▶ TO BE DONE: Could you copy out the rows from their beginning through the line containing "0), (243, 65)]", with both ends included, requests and all, decreasing every vertex coordinate in the answer polygons by 121 and leaving the requests and their format samples unchanged? Leave the pictures out of your reply.

▶ WORKING DATA:
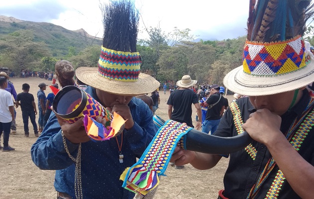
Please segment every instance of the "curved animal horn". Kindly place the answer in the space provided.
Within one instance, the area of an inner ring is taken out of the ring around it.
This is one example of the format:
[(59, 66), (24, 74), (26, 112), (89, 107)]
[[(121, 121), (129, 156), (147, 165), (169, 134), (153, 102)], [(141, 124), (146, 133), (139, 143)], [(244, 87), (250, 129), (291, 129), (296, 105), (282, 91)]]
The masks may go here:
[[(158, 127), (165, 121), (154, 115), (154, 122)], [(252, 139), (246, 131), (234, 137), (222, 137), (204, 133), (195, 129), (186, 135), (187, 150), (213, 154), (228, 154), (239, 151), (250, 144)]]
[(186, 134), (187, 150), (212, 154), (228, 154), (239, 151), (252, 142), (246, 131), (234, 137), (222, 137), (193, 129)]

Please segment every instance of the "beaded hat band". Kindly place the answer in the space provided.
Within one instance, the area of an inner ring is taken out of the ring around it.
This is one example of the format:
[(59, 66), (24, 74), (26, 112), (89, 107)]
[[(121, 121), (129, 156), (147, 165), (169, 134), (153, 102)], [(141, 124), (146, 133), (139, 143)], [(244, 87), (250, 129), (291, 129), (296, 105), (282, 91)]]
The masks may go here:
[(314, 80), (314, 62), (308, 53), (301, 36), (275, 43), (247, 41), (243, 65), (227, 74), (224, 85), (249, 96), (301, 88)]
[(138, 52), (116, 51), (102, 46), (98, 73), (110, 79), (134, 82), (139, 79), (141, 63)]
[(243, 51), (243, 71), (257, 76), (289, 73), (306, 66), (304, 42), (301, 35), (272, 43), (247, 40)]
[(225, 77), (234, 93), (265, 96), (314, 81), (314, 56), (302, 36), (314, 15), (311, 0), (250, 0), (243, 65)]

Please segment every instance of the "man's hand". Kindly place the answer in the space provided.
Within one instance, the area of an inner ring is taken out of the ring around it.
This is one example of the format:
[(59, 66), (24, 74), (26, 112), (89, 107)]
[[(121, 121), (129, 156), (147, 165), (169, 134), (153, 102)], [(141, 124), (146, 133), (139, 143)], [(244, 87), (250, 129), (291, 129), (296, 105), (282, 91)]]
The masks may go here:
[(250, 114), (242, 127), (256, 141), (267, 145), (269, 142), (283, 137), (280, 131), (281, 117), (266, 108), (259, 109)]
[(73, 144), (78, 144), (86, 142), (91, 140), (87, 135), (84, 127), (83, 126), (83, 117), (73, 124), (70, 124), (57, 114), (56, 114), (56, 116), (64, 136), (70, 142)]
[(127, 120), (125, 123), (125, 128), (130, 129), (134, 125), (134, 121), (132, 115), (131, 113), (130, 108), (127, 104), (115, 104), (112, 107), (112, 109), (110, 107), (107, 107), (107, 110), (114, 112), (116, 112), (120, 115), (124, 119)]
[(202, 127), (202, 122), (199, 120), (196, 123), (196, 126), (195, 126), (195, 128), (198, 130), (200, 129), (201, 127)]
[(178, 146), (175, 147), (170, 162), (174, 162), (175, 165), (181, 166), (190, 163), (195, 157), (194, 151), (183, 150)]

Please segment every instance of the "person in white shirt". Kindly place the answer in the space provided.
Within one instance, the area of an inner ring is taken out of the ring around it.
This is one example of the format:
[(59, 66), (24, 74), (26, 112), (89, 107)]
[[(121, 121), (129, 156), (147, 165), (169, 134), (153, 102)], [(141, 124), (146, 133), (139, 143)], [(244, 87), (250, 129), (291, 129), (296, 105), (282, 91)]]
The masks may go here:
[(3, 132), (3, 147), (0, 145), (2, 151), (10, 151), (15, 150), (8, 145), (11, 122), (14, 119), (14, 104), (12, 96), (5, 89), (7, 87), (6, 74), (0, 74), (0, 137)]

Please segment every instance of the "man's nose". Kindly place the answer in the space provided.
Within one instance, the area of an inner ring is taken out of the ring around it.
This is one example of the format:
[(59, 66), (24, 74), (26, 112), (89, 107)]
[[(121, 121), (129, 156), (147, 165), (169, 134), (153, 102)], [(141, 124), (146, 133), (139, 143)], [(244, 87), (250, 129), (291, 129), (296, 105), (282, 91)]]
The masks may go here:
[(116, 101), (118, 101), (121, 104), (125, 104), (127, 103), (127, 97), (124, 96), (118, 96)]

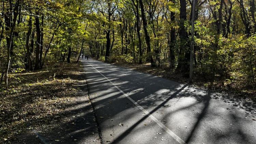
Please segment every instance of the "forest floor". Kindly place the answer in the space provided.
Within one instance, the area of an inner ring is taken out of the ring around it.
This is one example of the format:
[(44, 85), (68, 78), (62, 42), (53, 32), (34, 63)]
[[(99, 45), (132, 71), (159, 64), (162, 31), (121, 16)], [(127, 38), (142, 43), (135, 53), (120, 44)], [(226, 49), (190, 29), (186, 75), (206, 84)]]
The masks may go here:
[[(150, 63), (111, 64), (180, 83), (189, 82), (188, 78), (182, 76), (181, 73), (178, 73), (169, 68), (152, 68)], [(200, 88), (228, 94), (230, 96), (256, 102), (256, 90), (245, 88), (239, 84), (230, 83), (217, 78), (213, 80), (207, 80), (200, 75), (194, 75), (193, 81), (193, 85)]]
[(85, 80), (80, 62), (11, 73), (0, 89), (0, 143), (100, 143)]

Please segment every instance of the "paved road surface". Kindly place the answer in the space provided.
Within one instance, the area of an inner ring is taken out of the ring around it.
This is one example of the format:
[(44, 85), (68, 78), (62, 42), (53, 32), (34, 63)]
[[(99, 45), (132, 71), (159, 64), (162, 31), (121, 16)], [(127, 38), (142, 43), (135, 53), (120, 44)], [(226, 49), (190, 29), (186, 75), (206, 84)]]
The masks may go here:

▶ ANSWER FOR THIS EXERCISE:
Please segment every instance of the "curved animal horn". Kindly place the answer in the space provided.
Within one instance, the area of an inner ring is taken out of the ring around it.
This is one example of the format:
[(59, 66), (24, 74), (26, 112), (89, 107)]
[[(121, 121), (129, 156), (147, 165), (169, 134), (153, 102)], [(141, 124), (146, 133), (139, 143)], [(244, 87), (250, 129), (291, 129), (296, 105), (282, 91)]]
The masks may go here:
[[(37, 6), (44, 0), (33, -6), (33, 1)], [(131, 18), (125, 10), (113, 16), (101, 16), (83, 12), (74, 8), (65, 14), (66, 29), (92, 33), (107, 33), (118, 30), (129, 23)]]
[(65, 13), (66, 29), (91, 33), (107, 33), (118, 30), (131, 21), (125, 10), (113, 16), (101, 16), (72, 8)]

Please segment every instance of the "beaded hat band". Kindly place the answer in the space provided.
Within one instance, the area of an inner ring is taken out of the ring around it.
This is one example of the format:
[(59, 66), (24, 74), (26, 112), (89, 107)]
[[(121, 121), (129, 156), (147, 165), (169, 134), (153, 102)], [(141, 124), (146, 133), (139, 143)], [(244, 87), (250, 129), (291, 129), (296, 105), (282, 91)]]
The masks may go here:
[(193, -41), (193, -59), (187, -68), (180, -85), (154, -78), (126, -80), (122, -56), (106, -47), (103, -36), (128, -25), (180, -33)]
[(17, -69), (-5, -70), (-19, -75), (-23, -48), (-11, -42), (13, -39), (18, -42), (20, -58)]
[(122, -70), (122, -50), (136, -45), (168, -48), (185, -55), (183, -79), (180, -86), (151, -78), (126, -81)]
[(104, -44), (113, -28), (144, -25), (193, -40), (193, -65), (181, -85), (193, -106), (190, -121), (129, -121), (122, -56)]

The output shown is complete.